**ОТРЫВОК**
Но я из породы воронов, которые каркают, когда что‑то происходит. Которые не могут не каркать. Запретить мне реагировать на сегодняшний день — это перекрыть мне доступ к творчеству.

Еще когда я был арт-директором «Любимовки», я заметил, как мгновенно драматурги реагируют на происходящее. Ввели гомофобные законы — и тут же приходит много пьес про ненормативную с точки зрения закона сексуальность. Так устроен художник. И когда мы изучаем литературу советского времени, то видим, насколько там меньше талантов по сравнению с Серебряным веком. Конечно, были Олеша, Зощенко, были другие писатели — но по сравнению с предыдущей эпохой это просто яма. Либо искусство было уничтожено, либо не родилось, потому что художник сам, из страха, закрывал себе дыхательные пути, сжимал себе горло, чтобы не закричать. Поэтому мне кажется, что либо мы реагируем и мы актуальные художники, либо мы не художники вовсе.

— Но так или иначе, в театр ходит 4% населения. Если пьесы с «Любимовки» не становятся хитами и не начинают ставиться в разных театрах, как было, например, с «Человеком из Подольска», то о каком влиянии на происходящее вообще можно говорить?

— Я художник, а не политик. Но Елена Гремина вслед за Вернером Фассбиндером повторяла: «Не можешь изменить время — свидетельствуй». Это было и ее личным лозунгом, и лозунгом «Театр.doc». Дело художника — это не трибуна, не общественная дискуссия, для этого есть политики. Но художник должен реагировать. Неважно, услышат твой голос или нет, это твоя миссия, природа художника. Не можешь изменить — свидетельствуй.

— Нельзя сказать, что все притеснения, выпавшие на долю «Театр.doc», который выселяли из помещений, куда приходила полиция, не повлияли на него.

— Мне кажется, нельзя недооценивать, насколько «Театр.doc» и эстетика документальности поменяли российский театр. Но я с тобой согласен в том, что если регулярно прессовать, то это работает. Но — может, это какая‑то форма моего эскапизма — я верю в то, что космос можно согреть своей кровью. Ты этого не можешь определить, это нельзя зафиксировать, понять, изменилось что‑то или нет. Но это бескрайнее холодное пространство меняется от нас всех. На доли градуса меняется, на сотые, может быть на тысячные. Но я в такое верю. А иначе во что верить? А художнику верить в свою миссию надо, когда он перестает верить, он заканчивается. Впрочем, у всех свои миссии…

— Из драматургов, начинавших на «Любимовке», ты один из самых востребованных. А кто‑то оказался без работы, кто‑то перестал писать для театра. Думал, почему так получилось? Дело ведь не только в таланте.

**ИЗУЧАЕМ МАТЕРИАЛ**
a) Ответьте на вопросы по интервью.
(i) Какую должность занимал говорящий, когда заметил, как мгновенно драматурги реагируют на происходящее?
(ii) Какая доля населения, согласно интервью, ходит в театр?
(iii) Какие слова повторяла Елена Гремина вслед за Вернером Фассбиндером?
b) Перепишите часть интервью от слов «Еще когда я был» до слов «либо мы не художники вовсе.» включительно, заменив «драматурги» на «авторы».
Записи ниже взяты из другого источника.

**ИСХОДНЫЕ ДАННЫЕ**
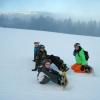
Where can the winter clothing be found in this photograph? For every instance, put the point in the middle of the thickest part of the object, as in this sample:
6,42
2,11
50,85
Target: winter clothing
40,58
36,50
80,56
58,62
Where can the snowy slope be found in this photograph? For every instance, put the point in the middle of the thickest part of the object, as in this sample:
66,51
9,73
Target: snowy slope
18,82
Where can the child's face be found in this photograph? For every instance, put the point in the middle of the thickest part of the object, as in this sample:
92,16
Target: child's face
47,64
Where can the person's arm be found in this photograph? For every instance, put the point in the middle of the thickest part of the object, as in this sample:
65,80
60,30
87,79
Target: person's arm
82,55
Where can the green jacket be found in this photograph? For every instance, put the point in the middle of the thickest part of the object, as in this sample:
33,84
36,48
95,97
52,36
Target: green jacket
80,58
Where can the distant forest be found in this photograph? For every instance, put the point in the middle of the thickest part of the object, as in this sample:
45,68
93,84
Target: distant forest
47,23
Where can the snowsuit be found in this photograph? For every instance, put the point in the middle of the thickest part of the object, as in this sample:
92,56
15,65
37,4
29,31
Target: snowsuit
47,74
58,62
81,62
36,50
40,58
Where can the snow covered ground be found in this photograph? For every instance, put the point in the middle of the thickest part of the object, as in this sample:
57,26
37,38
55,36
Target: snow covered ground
18,82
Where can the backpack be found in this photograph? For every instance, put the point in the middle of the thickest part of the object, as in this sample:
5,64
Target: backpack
86,55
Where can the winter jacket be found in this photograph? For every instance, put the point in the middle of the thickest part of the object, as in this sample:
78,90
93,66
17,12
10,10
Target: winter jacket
80,56
36,50
41,56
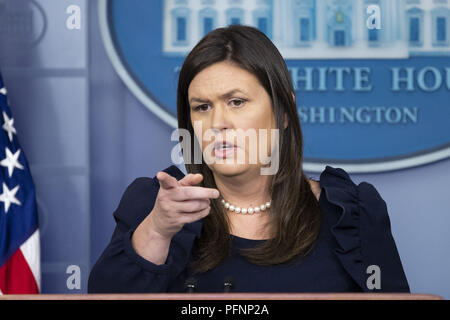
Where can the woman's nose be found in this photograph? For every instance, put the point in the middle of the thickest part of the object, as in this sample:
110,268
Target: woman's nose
220,118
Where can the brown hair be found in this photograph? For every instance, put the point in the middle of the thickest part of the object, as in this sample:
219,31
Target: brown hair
296,219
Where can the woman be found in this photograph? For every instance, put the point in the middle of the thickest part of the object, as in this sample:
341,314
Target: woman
227,226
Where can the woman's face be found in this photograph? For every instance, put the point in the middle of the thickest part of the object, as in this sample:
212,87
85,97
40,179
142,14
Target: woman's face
228,103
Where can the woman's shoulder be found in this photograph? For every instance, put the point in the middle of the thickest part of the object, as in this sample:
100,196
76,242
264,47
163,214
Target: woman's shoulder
339,189
358,219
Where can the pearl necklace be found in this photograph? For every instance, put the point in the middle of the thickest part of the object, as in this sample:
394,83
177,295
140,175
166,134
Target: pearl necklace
249,210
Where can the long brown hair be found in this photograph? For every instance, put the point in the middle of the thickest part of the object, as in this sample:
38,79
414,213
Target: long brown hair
294,214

**ОТВЕТЫ К ЗАДАНИЯМ**
a)
(i) Арт-директор «Любимовки».
(ii) 4% населения.
(iii) «Не можешь изменить время — свидетельствуй».

b)
Еще когда я был арт-директором «Любимовки», я заметил, как мгновенно авторы реагируют на происходящее. Ввели гомофобные законы — и тут же приходит много пьес про ненормативную с точки зрения закона сексуальность. Так устроен художник. И когда мы изучаем литературу советского времени, то видим, насколько там меньше талантов по сравнению с Серебряным веком. Конечно, были Олеша, Зощенко, были другие писатели — но по сравнению с предыдущей эпохой это просто яма. Либо искусство было уничтожено, либо не родилось, потому что художник сам, из страха, закрывал себе дыхательные пути, сжимал себе горло, чтобы не закричать. Поэтому мне кажется, что либо мы реагируем и мы актуальные художники, либо мы не художники вовсе.